--- Start ---

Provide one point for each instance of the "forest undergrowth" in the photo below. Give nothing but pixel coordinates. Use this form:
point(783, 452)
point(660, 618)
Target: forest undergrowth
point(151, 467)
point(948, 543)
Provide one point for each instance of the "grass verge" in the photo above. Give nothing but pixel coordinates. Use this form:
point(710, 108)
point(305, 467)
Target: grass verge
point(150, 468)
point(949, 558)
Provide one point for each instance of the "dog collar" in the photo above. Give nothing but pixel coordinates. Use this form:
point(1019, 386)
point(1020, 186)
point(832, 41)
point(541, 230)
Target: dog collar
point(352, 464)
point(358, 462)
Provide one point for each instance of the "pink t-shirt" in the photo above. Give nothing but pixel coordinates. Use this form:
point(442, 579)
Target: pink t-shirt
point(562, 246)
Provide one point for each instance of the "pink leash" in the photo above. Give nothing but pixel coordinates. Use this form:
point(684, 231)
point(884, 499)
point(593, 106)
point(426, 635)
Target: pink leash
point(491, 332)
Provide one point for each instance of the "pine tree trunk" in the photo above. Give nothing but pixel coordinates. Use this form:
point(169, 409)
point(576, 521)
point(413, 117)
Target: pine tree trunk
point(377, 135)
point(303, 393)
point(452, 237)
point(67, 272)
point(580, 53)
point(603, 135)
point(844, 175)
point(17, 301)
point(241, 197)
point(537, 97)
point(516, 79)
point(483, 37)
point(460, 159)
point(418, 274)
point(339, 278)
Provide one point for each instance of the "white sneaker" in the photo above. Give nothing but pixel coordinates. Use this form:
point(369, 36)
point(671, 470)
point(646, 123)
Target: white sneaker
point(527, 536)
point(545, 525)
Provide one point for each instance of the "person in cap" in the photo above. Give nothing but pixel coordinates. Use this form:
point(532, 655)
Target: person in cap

--- End ---

What is being asked:
Copy all of the entries above word for word, keeping every line unchanged and in the same order.

The output:
Provide one point for each instance of the "forest undergrowth" in the photo below. Give nothing but pixel coordinates. Use this form:
point(783, 452)
point(660, 618)
Target: forest undergrowth
point(151, 467)
point(948, 543)
Provide one point for each instance of the "grass verge" in the photo above. Give nothing but pixel coordinates. Use this form:
point(710, 108)
point(305, 467)
Target: grass verge
point(150, 468)
point(949, 558)
Provide one point for each instance of the "dog collar" in the photo above. Give nothing but pixel coordinates. Use this form:
point(1019, 386)
point(1020, 186)
point(832, 41)
point(541, 230)
Target: dog collar
point(352, 464)
point(358, 462)
Provide one point for each instance of the "pink t-shirt" in the photo above. Give nothing but pixel coordinates. Use this form:
point(442, 579)
Target: pink t-shirt
point(562, 246)
Provide one point for each instance of the "pink leash" in the photo above. Give nothing but pixel coordinates. Use this form:
point(684, 231)
point(884, 499)
point(593, 106)
point(426, 635)
Target: pink leash
point(491, 332)
Provide one point for each instance of the "pine tree trunk" in the photo above. Give nothing but pixel coordinates. Use this form:
point(169, 409)
point(576, 521)
point(413, 117)
Target: pine tree trunk
point(377, 135)
point(303, 393)
point(452, 237)
point(67, 272)
point(580, 53)
point(603, 135)
point(844, 175)
point(17, 301)
point(241, 197)
point(537, 97)
point(516, 79)
point(483, 37)
point(460, 159)
point(418, 274)
point(339, 278)
Provide one point for each instance of the "white sneaker" in the photo above. Give nothing but pixel coordinates. Use this form:
point(369, 36)
point(671, 470)
point(646, 123)
Target: white sneaker
point(527, 536)
point(545, 525)
Provide one point for each instance of the "person in cap" in the photo above. Give nothing but pixel coordinates. Use this form:
point(532, 655)
Target: person in cap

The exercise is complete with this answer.